Short exercise: Rewrite all of the records below as a numbered list with one line per number, skipping any blank lines. Leave the pictures out of your answer.

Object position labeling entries

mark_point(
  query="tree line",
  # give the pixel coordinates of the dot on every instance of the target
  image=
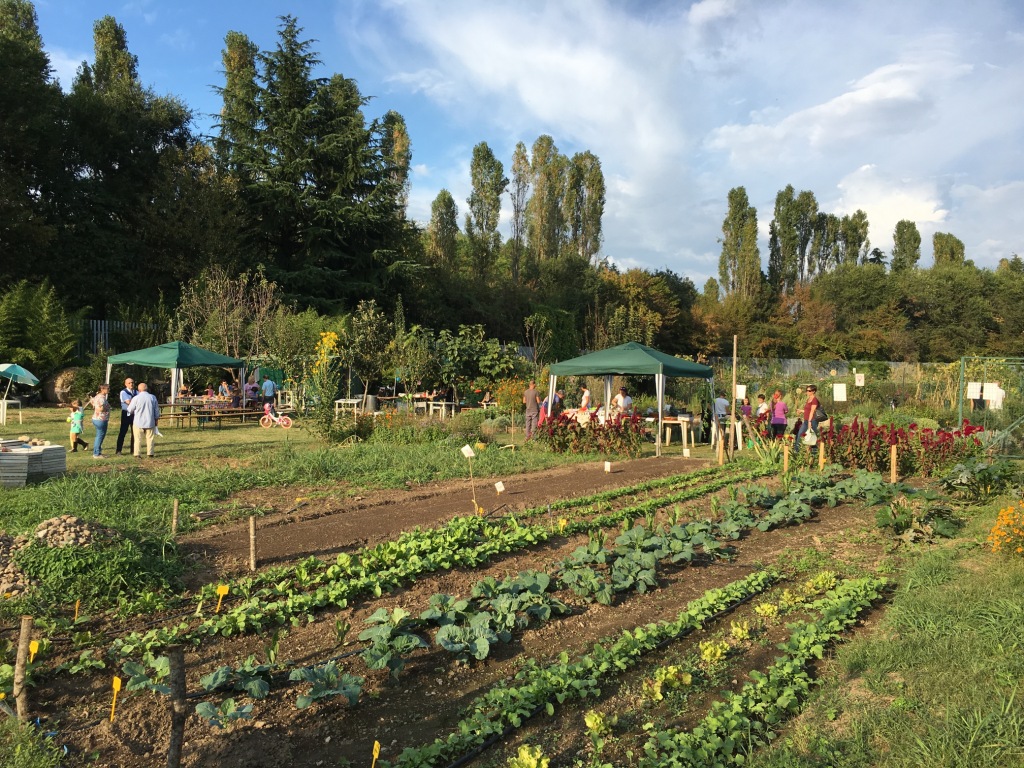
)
(115, 207)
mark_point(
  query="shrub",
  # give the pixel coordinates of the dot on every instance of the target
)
(620, 436)
(1008, 534)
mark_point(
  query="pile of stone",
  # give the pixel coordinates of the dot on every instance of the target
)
(66, 530)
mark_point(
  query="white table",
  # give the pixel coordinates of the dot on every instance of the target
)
(346, 403)
(442, 407)
(3, 410)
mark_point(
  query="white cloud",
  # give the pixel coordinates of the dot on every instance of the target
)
(65, 66)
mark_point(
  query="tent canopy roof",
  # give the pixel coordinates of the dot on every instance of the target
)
(173, 354)
(630, 358)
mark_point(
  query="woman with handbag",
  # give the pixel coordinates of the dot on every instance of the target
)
(812, 414)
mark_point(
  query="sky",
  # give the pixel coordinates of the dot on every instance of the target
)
(905, 109)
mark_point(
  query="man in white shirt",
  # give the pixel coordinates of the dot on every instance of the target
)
(622, 402)
(144, 412)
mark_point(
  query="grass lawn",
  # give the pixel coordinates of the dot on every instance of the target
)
(936, 682)
(205, 467)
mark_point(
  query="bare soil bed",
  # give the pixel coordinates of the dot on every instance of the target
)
(427, 698)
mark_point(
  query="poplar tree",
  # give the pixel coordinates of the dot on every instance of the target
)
(519, 193)
(739, 264)
(488, 182)
(906, 246)
(584, 205)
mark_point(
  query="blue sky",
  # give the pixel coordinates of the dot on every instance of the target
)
(905, 109)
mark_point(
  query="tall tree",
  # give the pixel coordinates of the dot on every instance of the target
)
(546, 223)
(854, 245)
(30, 112)
(585, 205)
(442, 232)
(488, 182)
(739, 264)
(906, 246)
(238, 139)
(519, 193)
(947, 249)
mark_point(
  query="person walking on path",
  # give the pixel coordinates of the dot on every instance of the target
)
(145, 411)
(76, 419)
(779, 415)
(126, 394)
(269, 389)
(531, 399)
(810, 422)
(100, 419)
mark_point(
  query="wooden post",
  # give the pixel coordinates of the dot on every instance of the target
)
(20, 689)
(732, 398)
(252, 542)
(179, 711)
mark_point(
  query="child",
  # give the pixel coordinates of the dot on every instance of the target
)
(76, 426)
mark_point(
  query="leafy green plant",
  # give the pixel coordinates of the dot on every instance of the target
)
(222, 715)
(392, 636)
(327, 681)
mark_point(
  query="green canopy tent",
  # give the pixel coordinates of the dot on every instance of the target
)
(175, 355)
(630, 358)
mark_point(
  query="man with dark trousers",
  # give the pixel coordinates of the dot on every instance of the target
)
(126, 418)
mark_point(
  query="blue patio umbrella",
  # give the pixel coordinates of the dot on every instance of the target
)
(14, 373)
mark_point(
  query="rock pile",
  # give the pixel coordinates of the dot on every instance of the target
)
(66, 530)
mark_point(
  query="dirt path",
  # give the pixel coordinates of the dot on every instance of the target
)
(336, 523)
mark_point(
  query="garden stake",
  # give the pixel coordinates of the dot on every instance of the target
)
(221, 591)
(252, 542)
(179, 713)
(114, 701)
(20, 689)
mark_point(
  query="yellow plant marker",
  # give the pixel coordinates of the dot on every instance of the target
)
(114, 702)
(221, 591)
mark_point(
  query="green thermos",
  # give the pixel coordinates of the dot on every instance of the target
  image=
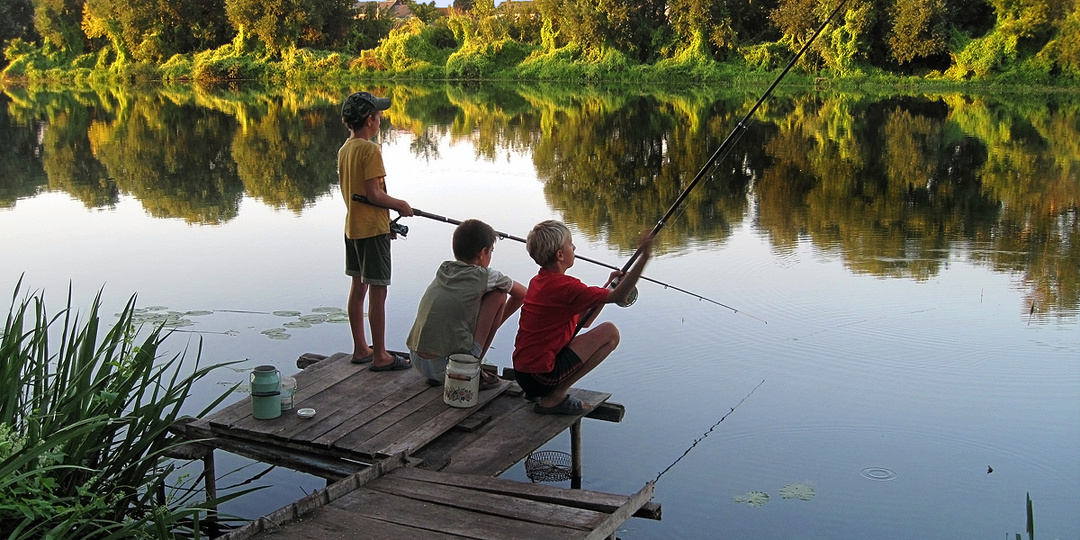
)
(266, 392)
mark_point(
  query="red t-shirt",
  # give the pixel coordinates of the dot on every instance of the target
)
(549, 316)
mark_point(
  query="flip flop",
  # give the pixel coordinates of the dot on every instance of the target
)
(569, 405)
(488, 379)
(399, 364)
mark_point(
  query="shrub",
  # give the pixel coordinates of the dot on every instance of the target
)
(83, 430)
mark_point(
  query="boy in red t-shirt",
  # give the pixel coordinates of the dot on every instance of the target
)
(548, 358)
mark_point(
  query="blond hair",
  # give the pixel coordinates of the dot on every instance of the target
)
(545, 240)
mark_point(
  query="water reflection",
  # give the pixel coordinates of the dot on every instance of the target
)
(892, 186)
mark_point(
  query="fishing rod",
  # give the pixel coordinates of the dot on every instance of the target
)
(721, 151)
(403, 230)
(702, 437)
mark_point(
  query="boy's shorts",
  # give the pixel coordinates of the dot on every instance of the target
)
(368, 258)
(540, 385)
(435, 368)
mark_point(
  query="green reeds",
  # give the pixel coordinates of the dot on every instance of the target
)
(83, 430)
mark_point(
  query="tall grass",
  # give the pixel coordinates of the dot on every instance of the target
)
(83, 430)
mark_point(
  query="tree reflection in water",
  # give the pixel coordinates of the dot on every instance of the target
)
(893, 186)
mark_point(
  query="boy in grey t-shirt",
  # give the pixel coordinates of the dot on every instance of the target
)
(464, 305)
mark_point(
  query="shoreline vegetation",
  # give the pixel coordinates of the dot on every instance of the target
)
(1026, 45)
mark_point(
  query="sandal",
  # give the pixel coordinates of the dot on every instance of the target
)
(488, 379)
(399, 364)
(569, 405)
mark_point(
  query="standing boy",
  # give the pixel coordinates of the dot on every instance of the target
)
(367, 229)
(548, 358)
(464, 305)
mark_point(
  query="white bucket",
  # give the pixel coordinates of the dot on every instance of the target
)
(461, 386)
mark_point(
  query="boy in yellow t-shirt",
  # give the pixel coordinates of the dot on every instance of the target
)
(367, 229)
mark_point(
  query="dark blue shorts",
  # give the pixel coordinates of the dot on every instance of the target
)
(368, 259)
(539, 385)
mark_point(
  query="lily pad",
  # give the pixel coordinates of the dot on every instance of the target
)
(753, 498)
(800, 491)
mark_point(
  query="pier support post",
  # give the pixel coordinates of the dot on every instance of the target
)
(576, 455)
(210, 471)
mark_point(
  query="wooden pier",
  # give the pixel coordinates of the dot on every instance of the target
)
(401, 463)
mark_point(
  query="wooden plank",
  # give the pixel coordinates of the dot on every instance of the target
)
(331, 523)
(618, 517)
(316, 499)
(598, 501)
(375, 436)
(508, 441)
(242, 408)
(442, 422)
(462, 523)
(522, 510)
(345, 407)
(335, 381)
(446, 446)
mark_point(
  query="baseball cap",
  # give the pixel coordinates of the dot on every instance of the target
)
(361, 105)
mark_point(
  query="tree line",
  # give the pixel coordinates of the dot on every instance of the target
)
(916, 172)
(1010, 40)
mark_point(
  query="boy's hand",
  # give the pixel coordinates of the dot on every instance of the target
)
(645, 243)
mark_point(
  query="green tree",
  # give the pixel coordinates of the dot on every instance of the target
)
(368, 28)
(282, 24)
(426, 12)
(919, 29)
(58, 23)
(157, 29)
(16, 22)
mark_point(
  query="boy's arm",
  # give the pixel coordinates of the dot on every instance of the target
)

Exercise answer:
1. mark_point(
2.   query="tree line",
3.   # give the pixel coordinates of the dot on every instance of the target
4.   image=
5. )
6. (115, 207)
7. mark_point(
8.   query="shrub",
9.   # give the pixel coordinates of the dot on every instance of the target
10. )
11. (620, 436)
12. (1008, 534)
13. mark_point(
14.   query="pile of stone",
15.   # give the pixel coordinates of the dot on every instance of the target
16. )
17. (66, 530)
18. mark_point(
19.   query="white table",
20.   # give the pixel coordinates of the dot on every instance of the target
21. )
22. (346, 403)
23. (442, 407)
24. (3, 410)
25. mark_point(
26.   query="white cloud",
27.   # give the pixel coordinates of the dot on every instance of the target
28. )
29. (65, 66)
30. mark_point(
31.   query="tent canopy roof",
32.   # give the pixel coordinates of the dot on every instance of the target
33. )
34. (173, 354)
35. (630, 358)
36. mark_point(
37.   query="woman with handbag",
38.   # give the pixel coordinates of the dot on every instance of the target
39. )
40. (812, 414)
41. mark_point(
42.   query="sky",
43.   # give the pixel coordinates of the dot on every instance of the target
44. )
45. (905, 109)
46. mark_point(
47.   query="man in white shirt",
48.   # give the pixel coordinates of the dot on every instance of the target
49. )
50. (622, 402)
51. (144, 412)
52. mark_point(
53.   query="grass lawn",
54.   # give the pixel coordinates of the dot on every instance of the target
55. )
56. (936, 682)
57. (205, 467)
58. mark_point(
59.   query="bare soil bed",
60.   # give the pixel coordinates of the dot on every instance of the target
61. )
62. (427, 698)
63. mark_point(
64.   query="poplar tree",
65.   # give the pixel coordinates of the dot on every instance of the target
66. )
67. (519, 193)
68. (739, 264)
69. (488, 182)
70. (906, 246)
71. (584, 205)
72. mark_point(
73.   query="blue sky",
74.   # give the pixel coordinates of the dot on every instance of the target
75. )
76. (905, 109)
77. mark_point(
78.   query="tall tree",
79.   # give the pixel coordinates of the dot on every instance of the target
80. )
81. (546, 223)
82. (854, 245)
83. (30, 112)
84. (585, 205)
85. (442, 232)
86. (488, 182)
87. (739, 264)
88. (906, 246)
89. (238, 139)
90. (519, 193)
91. (947, 249)
92. mark_point(
93.   query="person walking on path",
94.   # give the pixel coordinates of the dot on every instance of the target
95. )
96. (145, 411)
97. (76, 419)
98. (779, 415)
99. (126, 394)
100. (269, 389)
101. (531, 399)
102. (810, 422)
103. (100, 419)
104. mark_point(
105.   query="wooden post",
106.   # give the pixel coordinates of the dot on every instance of the target
107. )
108. (20, 689)
109. (732, 398)
110. (252, 542)
111. (179, 711)
112. mark_point(
113.   query="child",
114.   # give the pixel coordinates of the dot on every instance of the target
115. )
116. (76, 426)
117. mark_point(
118.   query="leafy green plant",
119.   # give the pixel coordinates of the dot on every instance of the target
120. )
121. (222, 715)
122. (392, 636)
123. (327, 681)
124. mark_point(
125.   query="green canopy tent",
126.   # give the pixel coordinates of the dot on every instance of the target
127. )
128. (175, 355)
129. (630, 358)
130. mark_point(
131.   query="man with dark trousers",
132.   # give the pixel coordinates of the dot on every instance of the target
133. )
134. (126, 418)
135. mark_point(
136.   query="blue patio umbrella",
137.   # give the pixel coordinates of the dot on every instance of the target
138. )
139. (14, 373)
140. mark_point(
141.   query="rock pile",
142.   # give the pixel coordinates of the dot on every instance of the target
143. )
144. (66, 530)
145. mark_point(
146.   query="dirt path",
147.   # give the pixel coordinates of the dot on every instance of the target
148. )
149. (336, 523)
150. mark_point(
151.   query="garden stake",
152.   # give the pixel coordinates of the dot on every instance of the target
153. )
154. (221, 591)
155. (252, 542)
156. (179, 713)
157. (114, 701)
158. (20, 689)
159. mark_point(
160.   query="yellow plant marker",
161.   # give the pixel coordinates of the dot on every instance of the target
162. )
163. (114, 702)
164. (221, 591)
165. mark_point(
166.   query="green thermos",
167.   # give the pixel coordinates of the dot on every instance of the target
168.   image=
169. )
170. (266, 392)
171. mark_point(
172.   query="red t-shirt",
173.   # give the pixel coordinates of the dot on every instance of the target
174. )
175. (549, 316)
176. mark_point(
177.   query="flip flop",
178.   # give the pixel coordinates of the dot on every instance of the target
179. )
180. (569, 405)
181. (488, 379)
182. (399, 364)
183. mark_point(
184.   query="shrub",
185.   # give the pixel coordinates of the dot on every instance of the target
186. )
187. (83, 430)
188. mark_point(
189.   query="boy in red t-shirt",
190.   # give the pixel coordinates of the dot on every instance of the target
191. )
192. (548, 358)
193. mark_point(
194.   query="blond hair",
195.   # give the pixel coordinates of the dot on every instance of the target
196. )
197. (545, 240)
198. mark_point(
199.   query="water reflection",
200.   # give the pixel coordinates of the dot on every instance of the target
201. )
202. (892, 186)
203. mark_point(
204.   query="fishing rod",
205.   # give the pixel coordinates of the dot on every instance of the target
206. )
207. (721, 151)
208. (403, 230)
209. (702, 437)
210. mark_point(
211.   query="boy's shorts",
212.   # give the pixel coordinates of the dot on every instance of the target
213. )
214. (368, 258)
215. (540, 385)
216. (435, 368)
217. mark_point(
218.   query="green reeds",
219.   # give the pixel coordinates of the dot on every instance of the target
220. )
221. (83, 430)
222. mark_point(
223.   query="tall grass",
224.   # give the pixel coordinates of the dot on every instance of the target
225. )
226. (83, 430)
227. mark_point(
228.   query="tree reflection in water",
229.   # give the pixel coordinates of the dot on every instance of the target
230. )
231. (893, 186)
232. mark_point(
233.   query="boy in grey t-shirt",
234.   # give the pixel coordinates of the dot on every instance of the target
235. )
236. (464, 305)
237. mark_point(
238.   query="shoreline vegetation",
239.   # give the pixel coordinates of the dot on every instance of the target
240. )
241. (1026, 45)
242. mark_point(
243.   query="sandal",
244.   # give the pixel coordinates of the dot on every instance of the target
245. )
246. (488, 379)
247. (399, 364)
248. (569, 405)
249. mark_point(
250.   query="standing boy",
251.   # give the pixel coordinates of the dot on every instance of the target
252. )
253. (367, 229)
254. (548, 358)
255. (464, 305)
256. mark_point(
257.   query="white bucket",
258.   # give the pixel coordinates of the dot on every instance of the target
259. )
260. (461, 386)
261. mark_point(
262.   query="boy in yellow t-shirt",
263.   # give the pixel coordinates of the dot on every instance of the target
264. )
265. (367, 229)
266. mark_point(
267.   query="dark blue shorts",
268.   # give the pixel coordinates of the dot on every instance of the target
269. )
270. (368, 259)
271. (539, 385)
272. mark_point(
273.   query="lily pad",
274.   # give the pixel coordinates of the dot on every instance of the target
275. )
276. (753, 498)
277. (800, 491)
278. mark_point(
279.   query="pier support post",
280.   # give the pixel coordinates of the dot on every instance of the target
281. )
282. (576, 455)
283. (210, 471)
284. mark_point(
285.   query="wooden pier",
286.   # give the pixel coordinates of the dot on every instance of the target
287. )
288. (401, 463)
289. mark_point(
290.   query="wooden plank",
291.   # give the pixel coordinates of the dot on every instance of the target
292. )
293. (331, 523)
294. (618, 517)
295. (316, 499)
296. (598, 501)
297. (375, 436)
298. (508, 441)
299. (242, 408)
300. (442, 422)
301. (462, 523)
302. (522, 510)
303. (345, 407)
304. (335, 381)
305. (446, 446)
306. mark_point(
307.   query="baseball cap",
308.   # give the pixel coordinates of the dot on every instance of the target
309. )
310. (361, 105)
311. mark_point(
312.   query="tree line",
313.   # give the pixel coordinates of the dot on every instance of the target
314. )
315. (916, 172)
316. (1010, 40)
317. mark_point(
318.   query="boy's hand",
319.   # give the pixel coordinates of the dot on every instance of the target
320. )
321. (645, 243)
322. mark_point(
323.   query="green tree",
324.   # give the pixel coordinates of the dot on every instance of the target
325. )
326. (368, 28)
327. (282, 24)
328. (426, 12)
329. (919, 29)
330. (58, 23)
331. (157, 29)
332. (16, 22)
333. mark_point(
334.   query="boy's arm",
335.   # give the pixel coordinates of the dot on every instance of the target
336. )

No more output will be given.